Task directions
Beginning with the line that holds "Target: woman's left hand" in the data below, give again every line through the one that holds "Spot the eye and", exactly as written.

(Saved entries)

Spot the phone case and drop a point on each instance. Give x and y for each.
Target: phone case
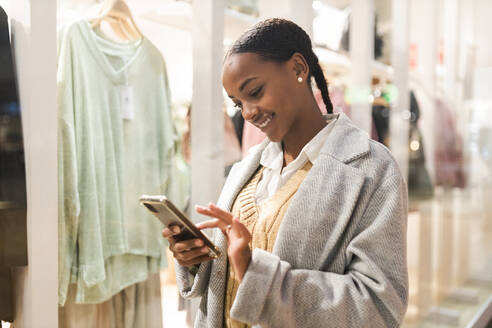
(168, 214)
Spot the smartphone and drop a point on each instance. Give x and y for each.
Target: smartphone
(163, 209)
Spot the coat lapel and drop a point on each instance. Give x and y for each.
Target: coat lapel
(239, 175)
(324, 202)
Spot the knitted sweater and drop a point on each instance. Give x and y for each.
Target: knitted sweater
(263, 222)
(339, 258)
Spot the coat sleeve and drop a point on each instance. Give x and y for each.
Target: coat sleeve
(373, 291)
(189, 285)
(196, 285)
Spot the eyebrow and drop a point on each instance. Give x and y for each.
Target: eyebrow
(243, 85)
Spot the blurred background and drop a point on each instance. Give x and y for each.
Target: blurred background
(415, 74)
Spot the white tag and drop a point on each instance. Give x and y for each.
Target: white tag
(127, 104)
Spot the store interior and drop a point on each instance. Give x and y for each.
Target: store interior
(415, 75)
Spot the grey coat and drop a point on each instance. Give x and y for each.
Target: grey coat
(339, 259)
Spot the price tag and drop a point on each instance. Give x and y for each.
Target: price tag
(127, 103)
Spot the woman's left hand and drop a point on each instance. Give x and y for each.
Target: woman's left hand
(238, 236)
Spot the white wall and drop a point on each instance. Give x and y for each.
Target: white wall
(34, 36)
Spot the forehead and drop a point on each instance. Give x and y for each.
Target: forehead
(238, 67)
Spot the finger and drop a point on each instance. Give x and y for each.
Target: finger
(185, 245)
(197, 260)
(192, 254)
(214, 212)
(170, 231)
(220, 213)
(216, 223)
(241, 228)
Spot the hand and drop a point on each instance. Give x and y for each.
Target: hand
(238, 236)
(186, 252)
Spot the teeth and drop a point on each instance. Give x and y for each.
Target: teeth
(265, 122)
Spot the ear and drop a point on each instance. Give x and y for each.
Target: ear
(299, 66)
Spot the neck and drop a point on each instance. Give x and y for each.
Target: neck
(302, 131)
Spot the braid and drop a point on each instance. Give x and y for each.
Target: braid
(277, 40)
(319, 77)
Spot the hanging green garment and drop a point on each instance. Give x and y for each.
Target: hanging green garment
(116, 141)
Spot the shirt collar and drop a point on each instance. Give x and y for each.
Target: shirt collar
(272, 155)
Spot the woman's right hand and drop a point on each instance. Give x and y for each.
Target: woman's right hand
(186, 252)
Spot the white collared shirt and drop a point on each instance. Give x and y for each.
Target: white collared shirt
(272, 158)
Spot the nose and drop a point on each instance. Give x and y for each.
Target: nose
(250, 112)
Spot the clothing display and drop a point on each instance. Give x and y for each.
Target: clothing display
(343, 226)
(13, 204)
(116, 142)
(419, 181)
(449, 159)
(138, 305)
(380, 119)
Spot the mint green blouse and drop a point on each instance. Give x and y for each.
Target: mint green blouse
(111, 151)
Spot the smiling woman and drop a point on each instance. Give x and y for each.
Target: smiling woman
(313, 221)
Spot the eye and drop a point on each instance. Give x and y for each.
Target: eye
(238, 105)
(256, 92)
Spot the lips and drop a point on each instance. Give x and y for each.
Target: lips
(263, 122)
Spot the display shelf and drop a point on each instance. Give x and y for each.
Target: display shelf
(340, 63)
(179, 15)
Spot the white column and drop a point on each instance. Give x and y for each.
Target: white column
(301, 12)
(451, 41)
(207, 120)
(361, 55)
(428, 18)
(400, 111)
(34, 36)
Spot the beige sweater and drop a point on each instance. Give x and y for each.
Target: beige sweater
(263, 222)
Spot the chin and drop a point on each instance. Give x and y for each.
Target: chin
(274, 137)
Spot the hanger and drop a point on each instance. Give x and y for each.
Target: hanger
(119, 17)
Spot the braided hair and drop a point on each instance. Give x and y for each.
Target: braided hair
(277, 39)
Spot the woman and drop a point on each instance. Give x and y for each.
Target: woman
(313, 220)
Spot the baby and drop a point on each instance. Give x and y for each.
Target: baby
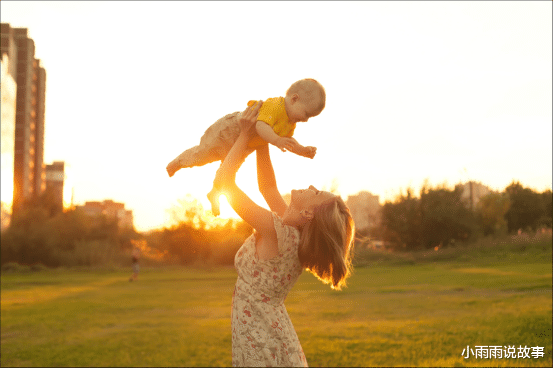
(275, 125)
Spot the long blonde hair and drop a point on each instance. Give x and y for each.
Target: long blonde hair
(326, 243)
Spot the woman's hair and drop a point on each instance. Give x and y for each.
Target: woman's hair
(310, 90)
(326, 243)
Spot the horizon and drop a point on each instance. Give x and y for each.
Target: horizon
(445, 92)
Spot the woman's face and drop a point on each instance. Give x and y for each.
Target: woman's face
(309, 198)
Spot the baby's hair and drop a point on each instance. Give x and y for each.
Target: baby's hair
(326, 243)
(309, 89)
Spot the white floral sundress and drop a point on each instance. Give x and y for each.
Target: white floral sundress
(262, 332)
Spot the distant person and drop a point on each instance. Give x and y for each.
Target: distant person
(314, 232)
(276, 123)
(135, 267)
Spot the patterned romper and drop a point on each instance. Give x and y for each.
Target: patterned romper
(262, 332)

* * *

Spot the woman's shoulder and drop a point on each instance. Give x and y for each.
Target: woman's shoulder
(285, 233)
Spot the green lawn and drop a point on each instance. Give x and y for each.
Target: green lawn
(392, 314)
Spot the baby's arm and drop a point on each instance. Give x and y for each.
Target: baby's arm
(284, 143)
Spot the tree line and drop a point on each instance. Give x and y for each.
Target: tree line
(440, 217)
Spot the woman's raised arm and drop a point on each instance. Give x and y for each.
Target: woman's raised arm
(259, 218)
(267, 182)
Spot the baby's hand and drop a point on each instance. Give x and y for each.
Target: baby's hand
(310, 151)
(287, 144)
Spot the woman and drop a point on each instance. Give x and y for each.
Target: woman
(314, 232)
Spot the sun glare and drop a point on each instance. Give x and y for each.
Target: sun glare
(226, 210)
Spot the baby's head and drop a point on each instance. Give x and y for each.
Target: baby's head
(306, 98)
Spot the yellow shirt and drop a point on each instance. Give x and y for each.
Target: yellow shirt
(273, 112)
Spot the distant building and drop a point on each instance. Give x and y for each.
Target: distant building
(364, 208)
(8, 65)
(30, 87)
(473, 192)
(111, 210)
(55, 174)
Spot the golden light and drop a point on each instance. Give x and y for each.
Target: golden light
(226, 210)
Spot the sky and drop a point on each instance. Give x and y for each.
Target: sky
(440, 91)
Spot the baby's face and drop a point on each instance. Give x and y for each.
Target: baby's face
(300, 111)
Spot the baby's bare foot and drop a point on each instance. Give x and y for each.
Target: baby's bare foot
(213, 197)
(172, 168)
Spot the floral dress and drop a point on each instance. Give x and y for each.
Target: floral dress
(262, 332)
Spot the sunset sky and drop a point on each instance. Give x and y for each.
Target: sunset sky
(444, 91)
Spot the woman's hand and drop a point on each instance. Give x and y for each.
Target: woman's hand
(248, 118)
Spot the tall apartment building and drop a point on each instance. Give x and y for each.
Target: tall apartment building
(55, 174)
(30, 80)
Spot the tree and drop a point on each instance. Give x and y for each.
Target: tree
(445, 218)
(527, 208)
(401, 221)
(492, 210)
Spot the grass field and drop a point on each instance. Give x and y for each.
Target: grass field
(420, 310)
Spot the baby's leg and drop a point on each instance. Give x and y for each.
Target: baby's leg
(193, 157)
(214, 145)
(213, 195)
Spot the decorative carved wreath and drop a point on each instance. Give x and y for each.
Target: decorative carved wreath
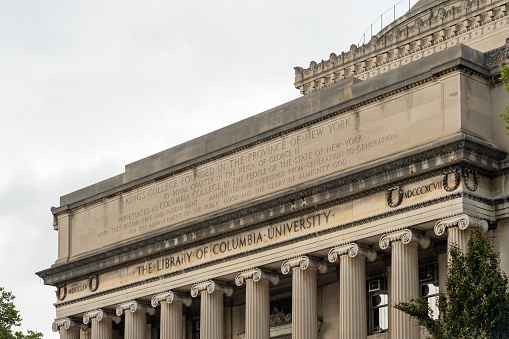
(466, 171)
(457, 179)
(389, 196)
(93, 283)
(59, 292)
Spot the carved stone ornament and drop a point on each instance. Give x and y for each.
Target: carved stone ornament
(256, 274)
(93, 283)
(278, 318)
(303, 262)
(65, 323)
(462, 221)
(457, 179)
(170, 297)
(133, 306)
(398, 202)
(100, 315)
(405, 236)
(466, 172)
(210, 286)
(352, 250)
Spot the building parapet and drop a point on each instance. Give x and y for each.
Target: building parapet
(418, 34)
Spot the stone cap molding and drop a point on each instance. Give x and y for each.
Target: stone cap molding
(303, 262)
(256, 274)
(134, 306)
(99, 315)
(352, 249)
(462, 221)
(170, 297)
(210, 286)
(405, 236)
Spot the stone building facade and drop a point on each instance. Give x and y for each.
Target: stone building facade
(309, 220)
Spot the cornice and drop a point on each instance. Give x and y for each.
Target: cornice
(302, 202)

* * *

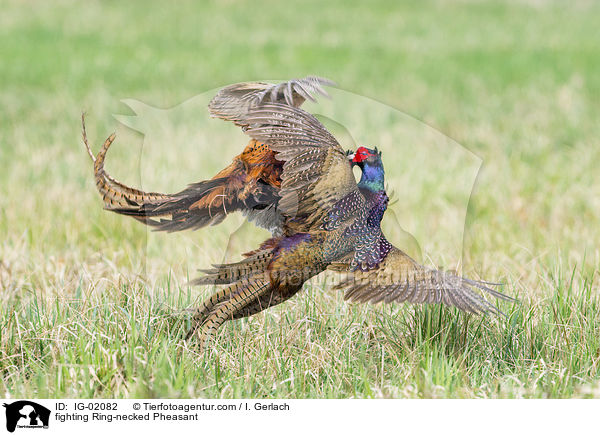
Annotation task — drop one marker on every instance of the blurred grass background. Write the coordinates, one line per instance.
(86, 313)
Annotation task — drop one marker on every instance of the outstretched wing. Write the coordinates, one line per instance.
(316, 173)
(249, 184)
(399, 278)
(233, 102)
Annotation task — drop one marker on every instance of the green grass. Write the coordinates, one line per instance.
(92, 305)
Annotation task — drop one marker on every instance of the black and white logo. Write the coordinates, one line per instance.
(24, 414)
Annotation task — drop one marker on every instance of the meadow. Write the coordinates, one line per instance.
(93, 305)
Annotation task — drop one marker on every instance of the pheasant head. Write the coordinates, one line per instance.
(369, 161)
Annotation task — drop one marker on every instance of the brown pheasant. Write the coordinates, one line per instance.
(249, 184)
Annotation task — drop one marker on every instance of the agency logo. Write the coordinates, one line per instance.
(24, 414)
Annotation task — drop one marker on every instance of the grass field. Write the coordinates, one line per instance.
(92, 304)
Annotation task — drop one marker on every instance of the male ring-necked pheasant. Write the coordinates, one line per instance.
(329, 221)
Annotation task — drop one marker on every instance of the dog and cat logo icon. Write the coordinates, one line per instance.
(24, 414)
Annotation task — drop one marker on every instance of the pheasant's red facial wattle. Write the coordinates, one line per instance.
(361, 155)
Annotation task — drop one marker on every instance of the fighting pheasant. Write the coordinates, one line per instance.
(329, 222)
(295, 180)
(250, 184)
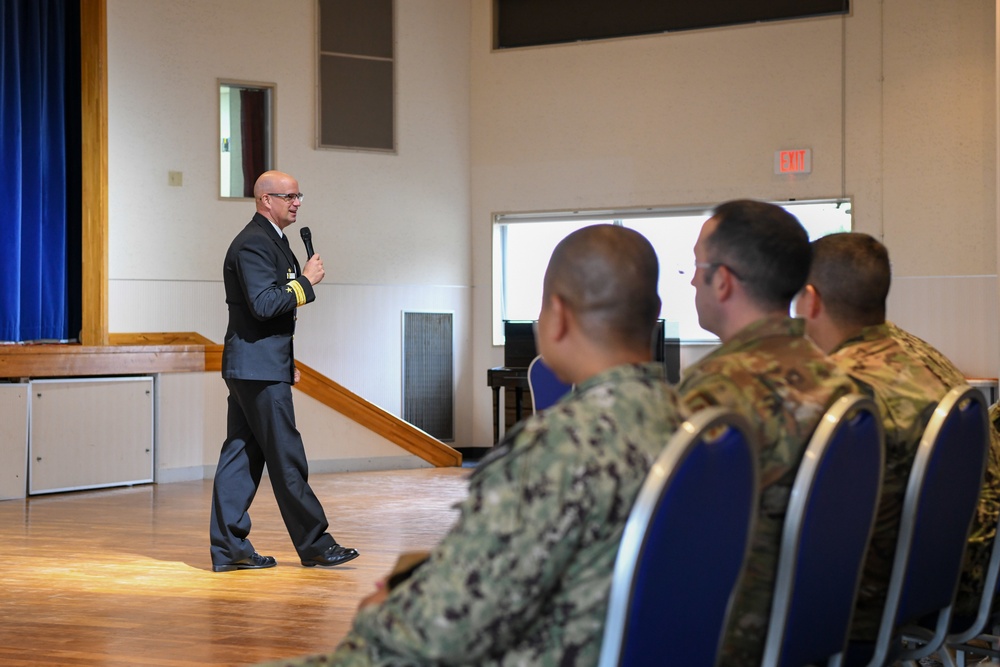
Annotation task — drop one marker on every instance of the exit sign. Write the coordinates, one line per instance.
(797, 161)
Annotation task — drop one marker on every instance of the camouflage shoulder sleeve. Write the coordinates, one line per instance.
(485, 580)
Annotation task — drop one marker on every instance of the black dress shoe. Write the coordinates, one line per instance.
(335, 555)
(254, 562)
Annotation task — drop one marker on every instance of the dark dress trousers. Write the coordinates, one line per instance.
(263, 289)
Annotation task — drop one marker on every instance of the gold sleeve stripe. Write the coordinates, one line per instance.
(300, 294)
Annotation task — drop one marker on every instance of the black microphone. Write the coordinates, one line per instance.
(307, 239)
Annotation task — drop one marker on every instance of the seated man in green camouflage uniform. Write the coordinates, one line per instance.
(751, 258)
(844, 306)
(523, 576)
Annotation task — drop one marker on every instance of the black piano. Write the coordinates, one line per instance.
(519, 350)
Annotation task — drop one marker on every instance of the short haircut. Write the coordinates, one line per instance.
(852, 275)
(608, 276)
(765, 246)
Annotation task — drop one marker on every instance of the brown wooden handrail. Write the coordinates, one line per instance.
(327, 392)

The answer
Target: woman's left hand
(238, 236)
Spot the white wall and drop a point on each instance. Give x and y for each.
Target: white wall
(34, 36)
Spot the forehead and drop a point on each instance. Give x and y for each.
Target: forehead
(238, 67)
Spot the finger and drop a point on each instance. Give x and y for each.
Target: finger
(185, 245)
(197, 260)
(192, 254)
(214, 212)
(170, 231)
(220, 213)
(216, 223)
(241, 228)
Spot the hand and drop a point on each instance. Give x and y for each.
Target: hand
(238, 236)
(186, 252)
Spot the teeth and drop a point on each instance. Give x and y for each.
Target: teeth
(265, 122)
Spot the ear and drop a point on each instance. Give x and y for each.
Target: ear
(299, 66)
Spot the neck and drop a point on each instance. Give x and y for each.
Target: neck
(302, 131)
Spot the braid and drop a point on each instance. Give x and y for each.
Target: braid
(277, 40)
(319, 77)
Spot the hanging green garment and drop a point on each instance. Give x and y for each.
Target: hanging green garment
(116, 141)
Spot the shirt collar and drop a point on each instance. Give x and y for each.
Target: shirt collar
(272, 155)
Spot the woman's right hand and drop a point on each instance. Give x and y for each.
Target: woman's right hand
(186, 252)
Spot the white collared shirt and drop a point on each instance. Give x and y for each.
Target: white collared shirt
(272, 158)
Spot the nose and drop a point on each instance. Give x and y for each.
Target: nose
(250, 112)
Spot the clothing display and drop a point on each instance. Give x and y for each.
Target: clothing display
(343, 226)
(13, 204)
(116, 142)
(419, 181)
(449, 159)
(138, 305)
(380, 119)
Spot the mint green blouse and drop a point on each instance. Give x and y for each.
Target: mint green blouse
(111, 151)
Spot the smiling woman and drop a point on each instance. Give x and y for each.
Target: smiling woman
(313, 221)
Spot the eye and drop a point on each instance. Give x and y for each.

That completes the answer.